### Directions for this task
State the count of lines below in which the word "bicycle" appears, and add nothing.

**** Data provided

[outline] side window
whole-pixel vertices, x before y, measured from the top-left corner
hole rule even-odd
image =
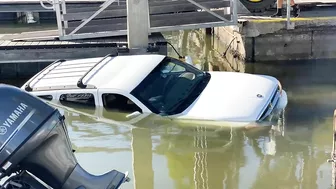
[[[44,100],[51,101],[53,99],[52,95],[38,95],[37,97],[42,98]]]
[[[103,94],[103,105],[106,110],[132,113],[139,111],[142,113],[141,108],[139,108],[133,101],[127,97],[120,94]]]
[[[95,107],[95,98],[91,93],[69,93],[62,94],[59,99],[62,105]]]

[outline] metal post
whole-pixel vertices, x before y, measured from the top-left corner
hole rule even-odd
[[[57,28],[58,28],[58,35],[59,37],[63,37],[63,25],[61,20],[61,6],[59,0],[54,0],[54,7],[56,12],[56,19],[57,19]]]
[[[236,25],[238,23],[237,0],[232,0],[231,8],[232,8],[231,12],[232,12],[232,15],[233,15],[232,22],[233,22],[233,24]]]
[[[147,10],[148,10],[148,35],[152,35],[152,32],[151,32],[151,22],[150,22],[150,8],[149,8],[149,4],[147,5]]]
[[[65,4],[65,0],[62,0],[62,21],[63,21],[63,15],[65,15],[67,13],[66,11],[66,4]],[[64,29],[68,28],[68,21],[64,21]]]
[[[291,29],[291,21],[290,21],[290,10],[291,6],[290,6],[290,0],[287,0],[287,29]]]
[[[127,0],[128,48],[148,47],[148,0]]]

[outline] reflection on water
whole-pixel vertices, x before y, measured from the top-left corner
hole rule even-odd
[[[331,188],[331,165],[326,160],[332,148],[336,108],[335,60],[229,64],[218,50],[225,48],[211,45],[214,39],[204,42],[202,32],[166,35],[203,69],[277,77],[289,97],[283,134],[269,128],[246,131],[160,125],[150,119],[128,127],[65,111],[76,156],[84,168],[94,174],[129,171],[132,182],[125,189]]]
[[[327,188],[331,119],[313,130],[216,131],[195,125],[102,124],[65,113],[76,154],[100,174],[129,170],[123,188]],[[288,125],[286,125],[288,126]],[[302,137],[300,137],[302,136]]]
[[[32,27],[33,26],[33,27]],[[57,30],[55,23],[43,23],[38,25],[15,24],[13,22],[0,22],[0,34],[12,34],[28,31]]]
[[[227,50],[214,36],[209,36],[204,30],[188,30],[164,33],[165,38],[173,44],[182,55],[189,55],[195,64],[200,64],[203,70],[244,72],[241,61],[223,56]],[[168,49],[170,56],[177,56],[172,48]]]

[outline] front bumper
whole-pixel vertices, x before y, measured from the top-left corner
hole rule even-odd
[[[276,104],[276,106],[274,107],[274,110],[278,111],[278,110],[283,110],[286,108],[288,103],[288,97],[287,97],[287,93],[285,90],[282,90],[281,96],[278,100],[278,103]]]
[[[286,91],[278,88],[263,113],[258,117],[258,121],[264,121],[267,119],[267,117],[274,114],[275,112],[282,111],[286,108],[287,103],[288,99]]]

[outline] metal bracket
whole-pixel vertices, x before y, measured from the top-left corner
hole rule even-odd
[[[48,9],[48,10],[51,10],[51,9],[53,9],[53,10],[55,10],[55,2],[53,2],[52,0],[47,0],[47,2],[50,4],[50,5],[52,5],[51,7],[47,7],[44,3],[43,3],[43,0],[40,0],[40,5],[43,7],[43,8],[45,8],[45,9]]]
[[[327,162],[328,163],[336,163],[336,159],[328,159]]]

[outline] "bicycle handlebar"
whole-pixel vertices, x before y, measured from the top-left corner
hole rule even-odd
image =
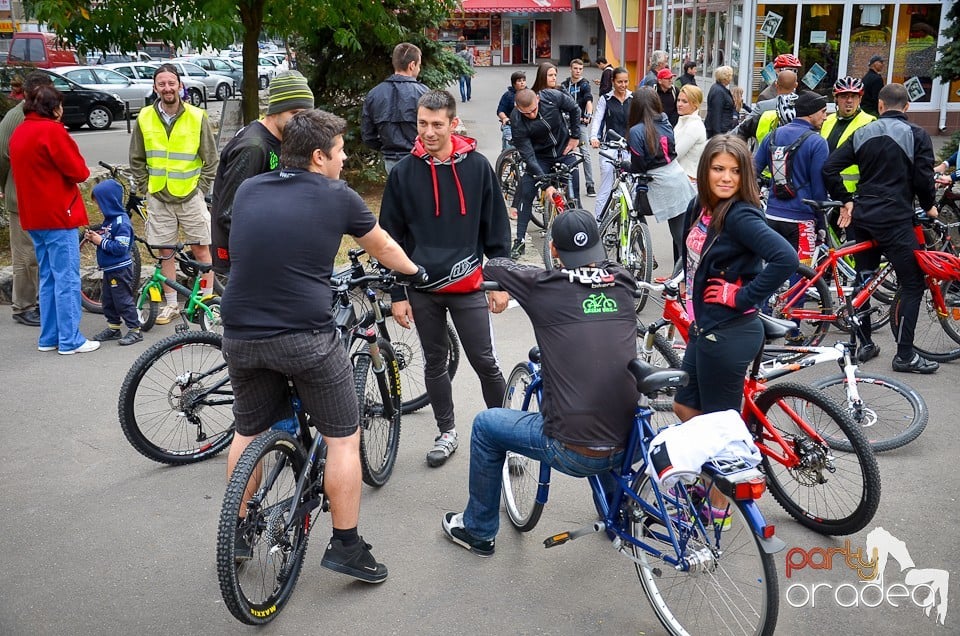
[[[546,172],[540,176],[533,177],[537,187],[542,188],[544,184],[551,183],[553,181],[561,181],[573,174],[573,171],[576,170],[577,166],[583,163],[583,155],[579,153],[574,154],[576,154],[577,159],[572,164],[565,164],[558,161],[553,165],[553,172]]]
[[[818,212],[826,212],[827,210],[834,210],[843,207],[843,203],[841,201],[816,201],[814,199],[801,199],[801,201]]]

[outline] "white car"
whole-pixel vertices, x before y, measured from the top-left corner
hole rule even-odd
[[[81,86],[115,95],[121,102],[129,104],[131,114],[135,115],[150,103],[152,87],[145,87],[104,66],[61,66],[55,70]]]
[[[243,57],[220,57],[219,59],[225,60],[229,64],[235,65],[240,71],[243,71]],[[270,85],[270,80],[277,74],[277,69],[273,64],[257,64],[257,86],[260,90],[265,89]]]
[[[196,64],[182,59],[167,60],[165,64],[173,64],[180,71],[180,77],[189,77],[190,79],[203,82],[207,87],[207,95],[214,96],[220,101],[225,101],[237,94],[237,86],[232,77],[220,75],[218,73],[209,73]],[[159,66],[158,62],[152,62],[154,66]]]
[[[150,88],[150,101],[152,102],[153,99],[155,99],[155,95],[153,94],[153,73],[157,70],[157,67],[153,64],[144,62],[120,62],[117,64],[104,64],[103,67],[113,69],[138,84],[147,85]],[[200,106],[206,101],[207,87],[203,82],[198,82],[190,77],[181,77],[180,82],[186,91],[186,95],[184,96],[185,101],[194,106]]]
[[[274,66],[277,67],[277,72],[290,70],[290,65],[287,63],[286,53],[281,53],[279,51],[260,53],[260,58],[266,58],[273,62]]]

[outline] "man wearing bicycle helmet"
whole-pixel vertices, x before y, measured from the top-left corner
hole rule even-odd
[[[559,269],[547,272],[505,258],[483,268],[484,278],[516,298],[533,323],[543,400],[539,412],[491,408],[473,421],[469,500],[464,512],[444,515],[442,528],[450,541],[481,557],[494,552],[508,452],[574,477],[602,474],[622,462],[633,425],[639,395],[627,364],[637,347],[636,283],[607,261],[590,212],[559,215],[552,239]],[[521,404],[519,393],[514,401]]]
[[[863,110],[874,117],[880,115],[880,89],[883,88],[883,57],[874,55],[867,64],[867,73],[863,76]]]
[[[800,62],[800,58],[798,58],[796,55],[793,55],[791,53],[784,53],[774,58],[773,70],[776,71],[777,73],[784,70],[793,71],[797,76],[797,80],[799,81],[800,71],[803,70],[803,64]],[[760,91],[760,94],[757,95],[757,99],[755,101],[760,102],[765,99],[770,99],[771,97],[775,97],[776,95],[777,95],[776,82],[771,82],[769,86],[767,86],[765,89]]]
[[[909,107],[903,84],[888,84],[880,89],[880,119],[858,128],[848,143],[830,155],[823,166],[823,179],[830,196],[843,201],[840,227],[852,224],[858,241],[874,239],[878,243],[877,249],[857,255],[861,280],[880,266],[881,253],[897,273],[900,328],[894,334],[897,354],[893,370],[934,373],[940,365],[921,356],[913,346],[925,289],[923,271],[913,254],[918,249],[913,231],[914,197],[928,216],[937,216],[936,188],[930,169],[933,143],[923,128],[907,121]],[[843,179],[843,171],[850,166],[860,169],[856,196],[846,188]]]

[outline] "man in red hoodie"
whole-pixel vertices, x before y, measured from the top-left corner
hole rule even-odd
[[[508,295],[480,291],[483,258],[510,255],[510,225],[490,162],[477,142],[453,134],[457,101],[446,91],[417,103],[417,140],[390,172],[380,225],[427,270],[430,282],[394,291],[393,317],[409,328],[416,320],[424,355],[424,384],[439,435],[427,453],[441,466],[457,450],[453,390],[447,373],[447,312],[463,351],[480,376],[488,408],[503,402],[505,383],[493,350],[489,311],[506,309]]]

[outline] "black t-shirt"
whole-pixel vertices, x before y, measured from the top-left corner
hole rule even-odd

********
**** Data provided

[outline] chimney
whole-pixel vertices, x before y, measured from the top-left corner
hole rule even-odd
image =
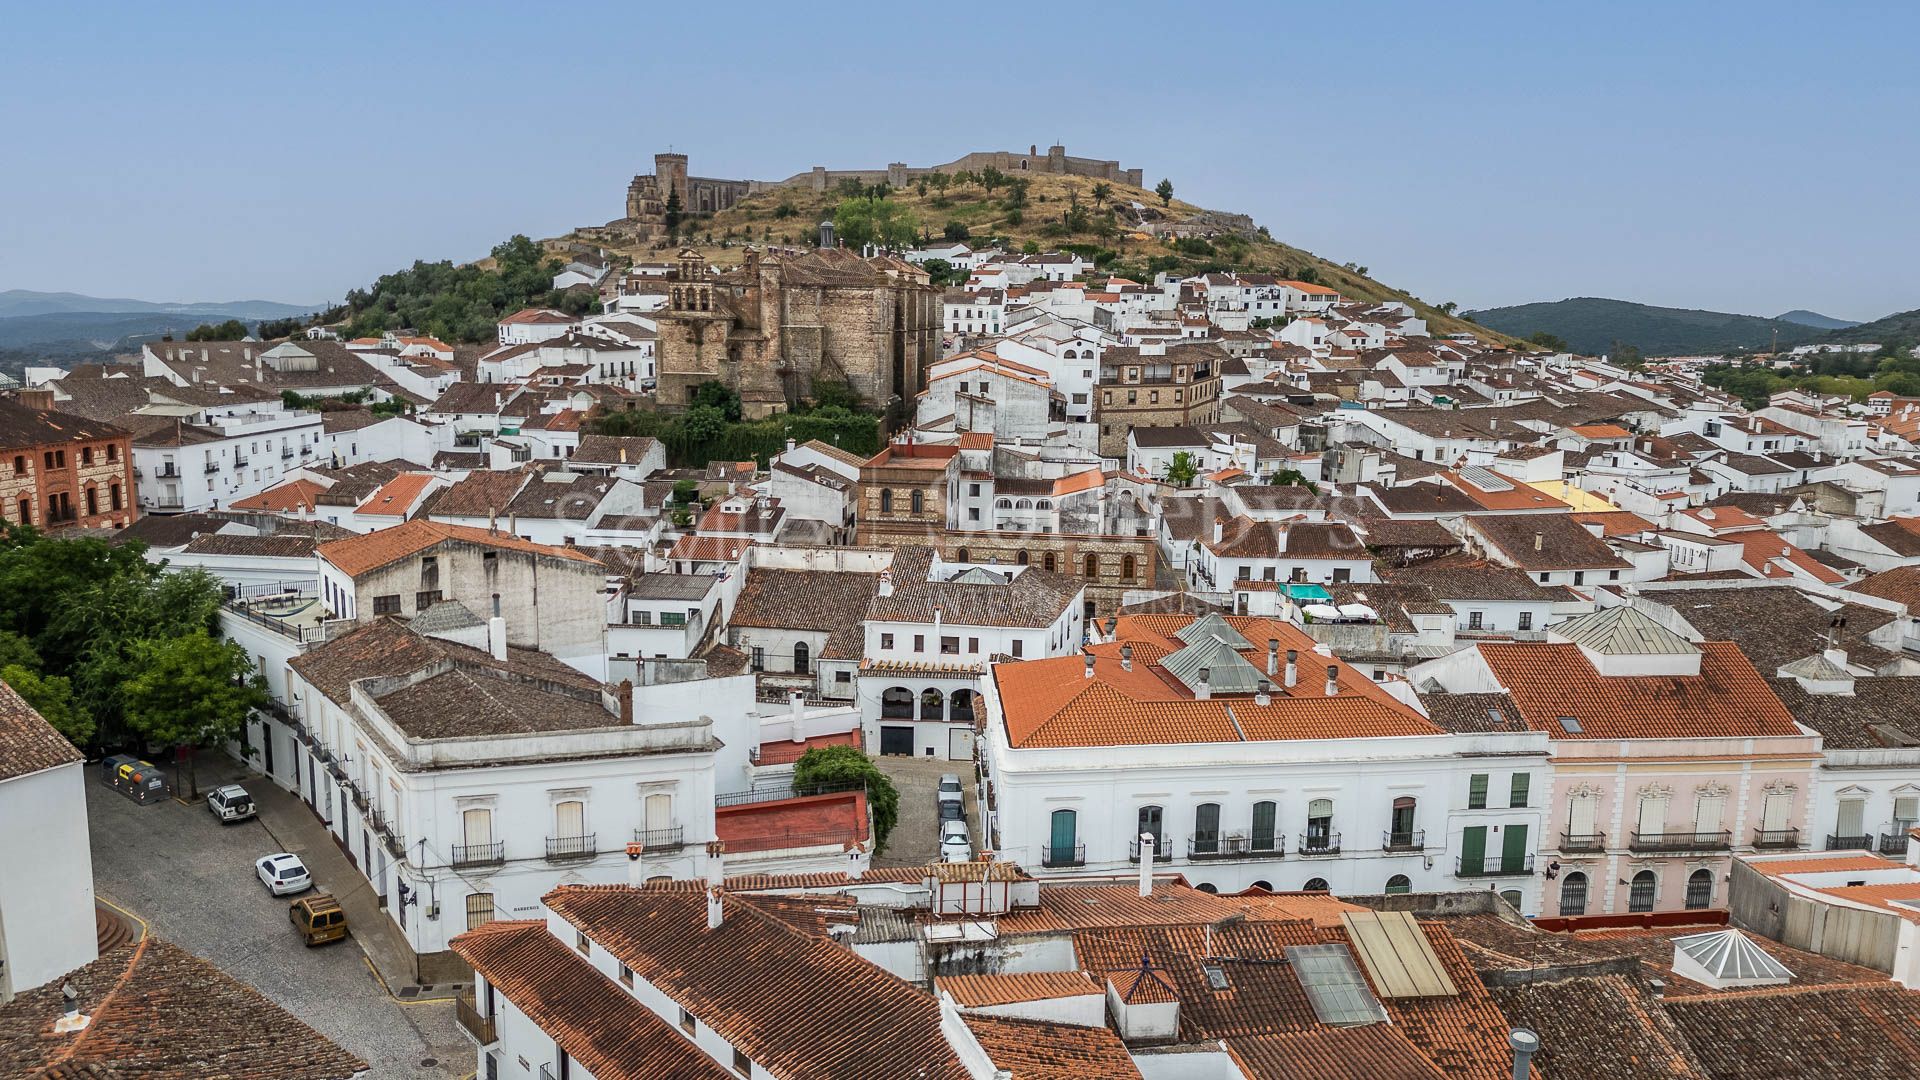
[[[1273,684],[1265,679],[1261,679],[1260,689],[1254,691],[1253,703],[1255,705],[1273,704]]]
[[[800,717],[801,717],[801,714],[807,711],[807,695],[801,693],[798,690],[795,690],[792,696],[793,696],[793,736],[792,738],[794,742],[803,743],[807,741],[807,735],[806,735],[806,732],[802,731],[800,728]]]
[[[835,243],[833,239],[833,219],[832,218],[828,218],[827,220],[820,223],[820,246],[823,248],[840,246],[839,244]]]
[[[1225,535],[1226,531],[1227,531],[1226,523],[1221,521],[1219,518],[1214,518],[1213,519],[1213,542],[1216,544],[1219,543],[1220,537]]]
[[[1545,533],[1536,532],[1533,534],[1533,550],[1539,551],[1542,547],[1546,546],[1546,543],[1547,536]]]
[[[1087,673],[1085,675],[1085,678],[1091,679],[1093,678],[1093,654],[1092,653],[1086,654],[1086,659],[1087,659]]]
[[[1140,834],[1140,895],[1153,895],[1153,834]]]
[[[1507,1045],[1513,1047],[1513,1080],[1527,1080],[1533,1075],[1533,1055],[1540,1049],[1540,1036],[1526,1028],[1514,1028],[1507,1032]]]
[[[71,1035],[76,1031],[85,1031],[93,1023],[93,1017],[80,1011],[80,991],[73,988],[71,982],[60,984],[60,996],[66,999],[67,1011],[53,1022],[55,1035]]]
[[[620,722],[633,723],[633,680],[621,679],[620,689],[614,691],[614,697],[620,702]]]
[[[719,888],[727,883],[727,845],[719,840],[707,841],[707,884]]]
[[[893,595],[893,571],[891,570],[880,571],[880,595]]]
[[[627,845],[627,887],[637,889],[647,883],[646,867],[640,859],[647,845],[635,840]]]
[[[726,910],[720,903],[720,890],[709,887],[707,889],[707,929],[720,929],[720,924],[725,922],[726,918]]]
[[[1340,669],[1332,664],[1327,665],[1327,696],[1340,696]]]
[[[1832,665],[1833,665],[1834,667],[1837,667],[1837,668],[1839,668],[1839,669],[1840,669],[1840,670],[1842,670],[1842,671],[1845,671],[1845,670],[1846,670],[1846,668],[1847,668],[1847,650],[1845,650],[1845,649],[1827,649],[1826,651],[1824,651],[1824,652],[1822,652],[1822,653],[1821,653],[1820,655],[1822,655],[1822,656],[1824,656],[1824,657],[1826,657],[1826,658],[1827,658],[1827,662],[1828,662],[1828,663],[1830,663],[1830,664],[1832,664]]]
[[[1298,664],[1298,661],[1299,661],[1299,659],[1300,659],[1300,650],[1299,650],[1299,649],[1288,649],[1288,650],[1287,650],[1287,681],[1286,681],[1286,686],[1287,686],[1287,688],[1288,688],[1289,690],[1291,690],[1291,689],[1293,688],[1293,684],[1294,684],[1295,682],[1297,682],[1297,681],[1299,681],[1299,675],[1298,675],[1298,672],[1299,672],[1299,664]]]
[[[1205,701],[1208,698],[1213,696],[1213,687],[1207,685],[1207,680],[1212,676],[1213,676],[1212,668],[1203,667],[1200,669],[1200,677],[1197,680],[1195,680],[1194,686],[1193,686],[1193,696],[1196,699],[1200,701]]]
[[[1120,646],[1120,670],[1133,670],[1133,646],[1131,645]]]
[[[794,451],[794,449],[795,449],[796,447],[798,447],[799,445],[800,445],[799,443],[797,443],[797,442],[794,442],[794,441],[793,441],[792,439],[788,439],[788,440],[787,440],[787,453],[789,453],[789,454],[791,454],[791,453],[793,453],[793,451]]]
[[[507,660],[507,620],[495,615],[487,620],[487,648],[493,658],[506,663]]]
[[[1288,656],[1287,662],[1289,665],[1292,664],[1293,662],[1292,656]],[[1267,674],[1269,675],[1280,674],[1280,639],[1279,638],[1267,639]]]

********

### Output of the exercise
2